------ The data ------
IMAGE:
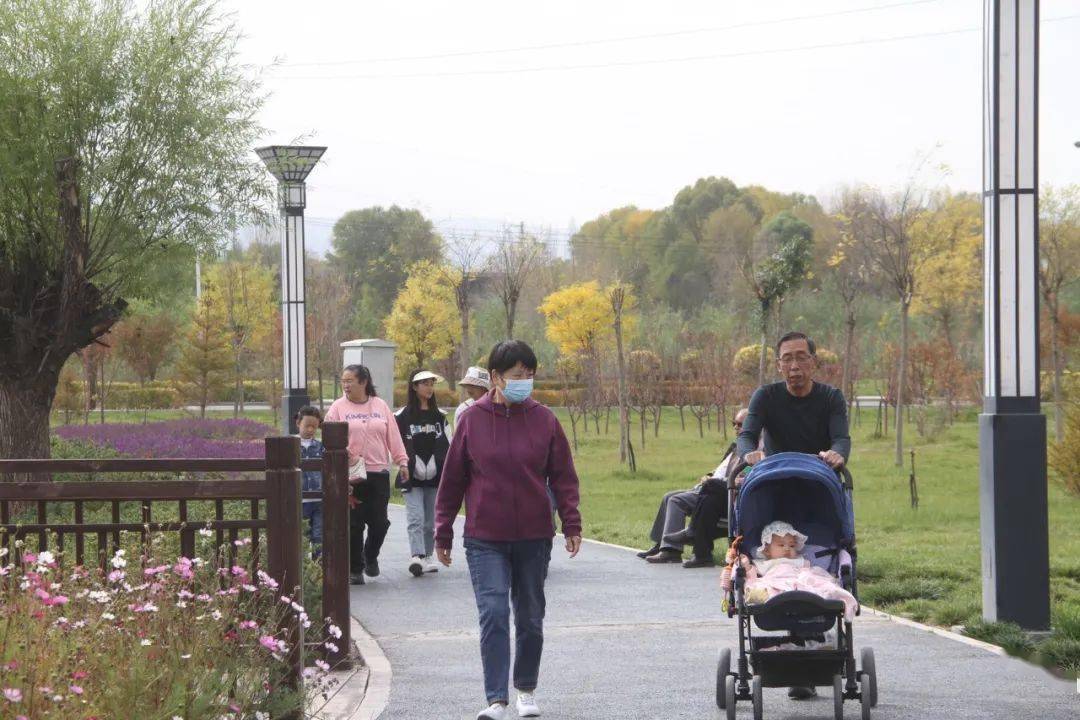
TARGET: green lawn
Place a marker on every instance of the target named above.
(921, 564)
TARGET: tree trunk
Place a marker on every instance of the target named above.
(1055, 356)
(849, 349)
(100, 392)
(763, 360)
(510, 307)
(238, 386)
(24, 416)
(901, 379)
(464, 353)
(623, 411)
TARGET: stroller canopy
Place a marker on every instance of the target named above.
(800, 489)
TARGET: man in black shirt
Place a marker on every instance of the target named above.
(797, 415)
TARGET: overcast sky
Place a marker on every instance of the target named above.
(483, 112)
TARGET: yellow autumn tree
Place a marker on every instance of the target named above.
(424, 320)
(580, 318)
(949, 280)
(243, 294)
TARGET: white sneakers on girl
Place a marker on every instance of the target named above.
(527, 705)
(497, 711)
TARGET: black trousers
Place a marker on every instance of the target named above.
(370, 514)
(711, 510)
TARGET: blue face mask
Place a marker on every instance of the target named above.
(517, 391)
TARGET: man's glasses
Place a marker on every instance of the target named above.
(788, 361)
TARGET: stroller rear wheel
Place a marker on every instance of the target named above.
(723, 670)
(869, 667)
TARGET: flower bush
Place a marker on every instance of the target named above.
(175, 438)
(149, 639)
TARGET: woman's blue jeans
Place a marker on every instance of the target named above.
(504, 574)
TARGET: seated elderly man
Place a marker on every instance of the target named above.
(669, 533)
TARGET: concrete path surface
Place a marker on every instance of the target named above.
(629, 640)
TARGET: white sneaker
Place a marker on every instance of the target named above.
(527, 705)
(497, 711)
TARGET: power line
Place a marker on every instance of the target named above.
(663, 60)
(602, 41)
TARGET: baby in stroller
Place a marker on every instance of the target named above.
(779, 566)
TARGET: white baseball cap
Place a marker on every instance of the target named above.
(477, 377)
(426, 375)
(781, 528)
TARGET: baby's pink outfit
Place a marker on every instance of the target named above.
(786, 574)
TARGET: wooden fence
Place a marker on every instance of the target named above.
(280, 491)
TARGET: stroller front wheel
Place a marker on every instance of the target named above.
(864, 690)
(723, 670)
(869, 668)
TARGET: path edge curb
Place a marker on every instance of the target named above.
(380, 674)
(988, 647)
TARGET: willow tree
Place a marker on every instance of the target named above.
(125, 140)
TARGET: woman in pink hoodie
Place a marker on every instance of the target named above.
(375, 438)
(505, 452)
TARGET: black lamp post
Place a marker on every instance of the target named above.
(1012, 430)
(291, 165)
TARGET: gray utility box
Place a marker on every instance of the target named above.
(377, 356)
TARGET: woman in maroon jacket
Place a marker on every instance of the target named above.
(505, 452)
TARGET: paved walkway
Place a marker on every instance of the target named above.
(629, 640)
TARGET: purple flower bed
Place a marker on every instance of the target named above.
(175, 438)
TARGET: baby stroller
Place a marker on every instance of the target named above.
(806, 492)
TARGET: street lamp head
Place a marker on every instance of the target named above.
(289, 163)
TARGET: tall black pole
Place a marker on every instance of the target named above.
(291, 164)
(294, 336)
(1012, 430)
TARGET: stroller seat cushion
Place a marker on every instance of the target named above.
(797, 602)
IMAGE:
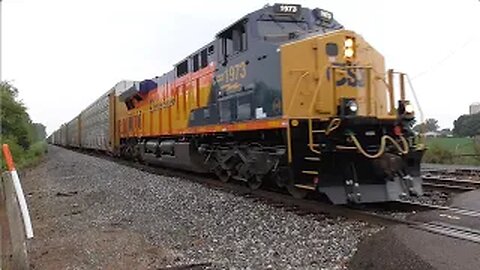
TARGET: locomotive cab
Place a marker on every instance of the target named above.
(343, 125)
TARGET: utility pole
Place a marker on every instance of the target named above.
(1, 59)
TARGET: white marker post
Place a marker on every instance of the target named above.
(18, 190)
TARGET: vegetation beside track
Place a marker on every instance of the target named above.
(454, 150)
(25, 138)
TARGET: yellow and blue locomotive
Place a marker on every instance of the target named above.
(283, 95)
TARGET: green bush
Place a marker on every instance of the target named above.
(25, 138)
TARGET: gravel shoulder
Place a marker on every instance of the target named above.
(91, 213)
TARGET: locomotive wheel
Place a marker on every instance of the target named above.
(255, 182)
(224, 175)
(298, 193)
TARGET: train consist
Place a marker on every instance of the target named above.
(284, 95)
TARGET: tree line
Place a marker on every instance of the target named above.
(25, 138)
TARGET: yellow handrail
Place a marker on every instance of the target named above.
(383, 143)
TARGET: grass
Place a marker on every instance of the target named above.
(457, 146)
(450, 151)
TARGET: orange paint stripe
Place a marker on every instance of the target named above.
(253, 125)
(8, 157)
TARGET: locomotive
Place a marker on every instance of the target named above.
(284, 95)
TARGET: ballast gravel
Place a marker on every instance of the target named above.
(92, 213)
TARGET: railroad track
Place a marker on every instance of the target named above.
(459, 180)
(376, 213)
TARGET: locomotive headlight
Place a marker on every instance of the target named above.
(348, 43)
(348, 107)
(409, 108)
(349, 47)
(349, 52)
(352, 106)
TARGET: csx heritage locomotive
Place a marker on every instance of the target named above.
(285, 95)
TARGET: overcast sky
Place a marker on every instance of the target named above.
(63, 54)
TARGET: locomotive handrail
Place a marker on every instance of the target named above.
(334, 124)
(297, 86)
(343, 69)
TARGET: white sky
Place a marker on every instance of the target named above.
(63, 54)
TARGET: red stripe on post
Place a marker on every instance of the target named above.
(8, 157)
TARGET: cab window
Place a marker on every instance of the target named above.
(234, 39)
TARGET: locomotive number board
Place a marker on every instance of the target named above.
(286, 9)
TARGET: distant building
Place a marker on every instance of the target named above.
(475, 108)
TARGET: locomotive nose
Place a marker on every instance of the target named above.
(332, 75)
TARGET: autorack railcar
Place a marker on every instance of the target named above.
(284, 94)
------
------ The data ------
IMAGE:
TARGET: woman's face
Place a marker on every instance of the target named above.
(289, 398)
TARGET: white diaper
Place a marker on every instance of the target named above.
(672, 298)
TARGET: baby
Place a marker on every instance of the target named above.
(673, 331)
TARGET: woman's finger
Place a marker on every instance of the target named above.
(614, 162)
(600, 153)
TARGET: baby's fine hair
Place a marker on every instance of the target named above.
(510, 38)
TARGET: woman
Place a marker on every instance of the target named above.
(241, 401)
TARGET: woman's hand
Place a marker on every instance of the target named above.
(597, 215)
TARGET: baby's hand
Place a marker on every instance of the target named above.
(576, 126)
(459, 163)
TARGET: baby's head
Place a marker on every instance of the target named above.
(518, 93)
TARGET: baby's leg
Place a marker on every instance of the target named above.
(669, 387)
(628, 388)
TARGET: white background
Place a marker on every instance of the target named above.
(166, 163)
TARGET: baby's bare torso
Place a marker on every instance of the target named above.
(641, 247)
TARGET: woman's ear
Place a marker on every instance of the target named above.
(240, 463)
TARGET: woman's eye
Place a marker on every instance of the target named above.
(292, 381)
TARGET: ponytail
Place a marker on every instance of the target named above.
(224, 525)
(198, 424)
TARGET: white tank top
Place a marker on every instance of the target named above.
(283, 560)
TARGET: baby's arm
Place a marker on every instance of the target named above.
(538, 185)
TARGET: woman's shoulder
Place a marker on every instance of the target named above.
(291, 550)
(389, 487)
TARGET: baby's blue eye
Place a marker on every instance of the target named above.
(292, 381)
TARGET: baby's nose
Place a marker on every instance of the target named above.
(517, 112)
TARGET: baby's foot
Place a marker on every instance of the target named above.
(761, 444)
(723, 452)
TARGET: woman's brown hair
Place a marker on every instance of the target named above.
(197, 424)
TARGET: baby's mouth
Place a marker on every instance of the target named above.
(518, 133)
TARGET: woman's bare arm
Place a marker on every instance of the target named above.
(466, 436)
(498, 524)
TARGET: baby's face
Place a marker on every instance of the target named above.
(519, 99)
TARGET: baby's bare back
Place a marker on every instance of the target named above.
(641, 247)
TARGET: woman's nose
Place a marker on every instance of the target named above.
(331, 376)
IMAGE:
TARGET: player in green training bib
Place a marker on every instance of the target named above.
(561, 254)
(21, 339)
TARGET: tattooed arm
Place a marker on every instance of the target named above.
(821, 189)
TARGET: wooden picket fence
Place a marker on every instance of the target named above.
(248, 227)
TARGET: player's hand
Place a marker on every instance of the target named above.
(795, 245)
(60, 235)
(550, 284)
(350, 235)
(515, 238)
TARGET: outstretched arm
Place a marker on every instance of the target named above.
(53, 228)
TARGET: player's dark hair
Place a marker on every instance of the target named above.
------
------ The data ------
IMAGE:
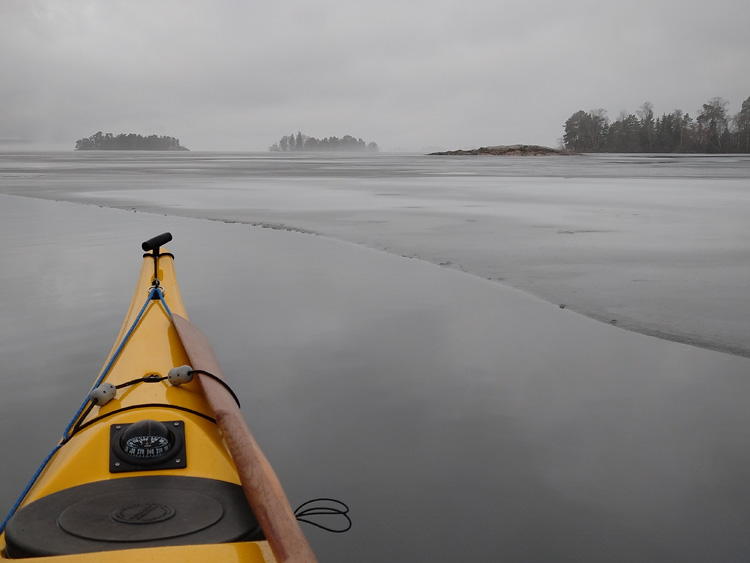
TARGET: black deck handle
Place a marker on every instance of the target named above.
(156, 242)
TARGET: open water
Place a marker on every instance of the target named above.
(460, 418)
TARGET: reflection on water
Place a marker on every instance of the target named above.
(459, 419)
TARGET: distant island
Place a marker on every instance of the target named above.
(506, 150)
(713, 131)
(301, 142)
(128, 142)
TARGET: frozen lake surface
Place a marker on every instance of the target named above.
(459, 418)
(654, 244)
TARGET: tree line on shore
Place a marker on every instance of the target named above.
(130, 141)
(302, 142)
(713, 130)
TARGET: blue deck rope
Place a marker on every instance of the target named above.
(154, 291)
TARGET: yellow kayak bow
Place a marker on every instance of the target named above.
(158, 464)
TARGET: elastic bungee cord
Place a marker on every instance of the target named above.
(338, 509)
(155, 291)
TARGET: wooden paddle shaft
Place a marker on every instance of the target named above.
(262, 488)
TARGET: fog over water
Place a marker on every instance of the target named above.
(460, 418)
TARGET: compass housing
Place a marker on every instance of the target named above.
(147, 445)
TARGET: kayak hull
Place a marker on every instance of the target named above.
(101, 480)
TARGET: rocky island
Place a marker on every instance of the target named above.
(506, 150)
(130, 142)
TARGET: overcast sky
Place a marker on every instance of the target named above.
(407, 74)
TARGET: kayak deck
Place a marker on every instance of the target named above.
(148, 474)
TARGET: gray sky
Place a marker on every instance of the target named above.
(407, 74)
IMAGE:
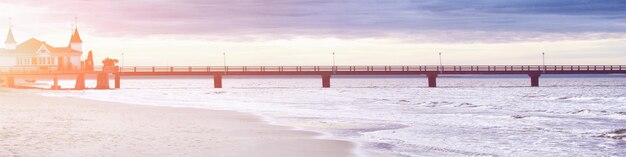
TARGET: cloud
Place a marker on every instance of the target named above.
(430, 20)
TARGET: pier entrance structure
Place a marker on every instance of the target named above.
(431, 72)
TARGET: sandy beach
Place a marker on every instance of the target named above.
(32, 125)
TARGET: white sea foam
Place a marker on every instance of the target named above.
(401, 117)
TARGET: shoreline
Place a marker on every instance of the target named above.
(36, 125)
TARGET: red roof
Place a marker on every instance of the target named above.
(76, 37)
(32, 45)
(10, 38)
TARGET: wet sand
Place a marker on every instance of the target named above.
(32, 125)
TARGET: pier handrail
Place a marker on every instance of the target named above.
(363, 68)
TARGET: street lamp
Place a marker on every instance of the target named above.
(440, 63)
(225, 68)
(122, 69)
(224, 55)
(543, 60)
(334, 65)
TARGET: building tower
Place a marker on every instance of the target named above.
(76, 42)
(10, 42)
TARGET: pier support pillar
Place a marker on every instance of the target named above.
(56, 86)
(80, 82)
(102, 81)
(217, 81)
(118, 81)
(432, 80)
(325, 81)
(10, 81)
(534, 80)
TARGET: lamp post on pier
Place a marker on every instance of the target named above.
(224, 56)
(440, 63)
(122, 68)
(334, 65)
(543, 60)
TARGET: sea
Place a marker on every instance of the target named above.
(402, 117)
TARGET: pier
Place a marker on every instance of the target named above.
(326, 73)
------
Work through the records above. Copy every line with the string "white".

» **Result for this task**
TARGET: white sneakers on girl
TARGET: white sneaker
TARGET: white baseball cap
TARGET: white marker post
TARGET: white sky
TARGET: white diaper
TARGET: white background
TARGET: white tank top
TARGET: white sea foam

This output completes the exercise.